**Supplied material:**
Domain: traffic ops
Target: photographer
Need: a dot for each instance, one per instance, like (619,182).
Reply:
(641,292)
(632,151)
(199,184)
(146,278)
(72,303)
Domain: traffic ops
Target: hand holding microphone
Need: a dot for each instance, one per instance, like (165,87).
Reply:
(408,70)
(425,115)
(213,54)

**Exercise brief:**
Copy out all of the data above again, requests included, and shift every coordinate pair in the answers by adding 50 to each of its numbers. Leave the numbers in the requests, including their sample points, unchanged.

**Result of this exercise:**
Domain: traffic ops
Target: photographer
Need: a dot for each instance, one per instance, like (619,182).
Reply:
(691,342)
(682,201)
(249,234)
(196,328)
(122,353)
Domain: traffic ops
Target: hand holding microphone
Need: a dot for each instance, one per instance, like (165,87).
Reply:
(458,120)
(475,165)
(263,104)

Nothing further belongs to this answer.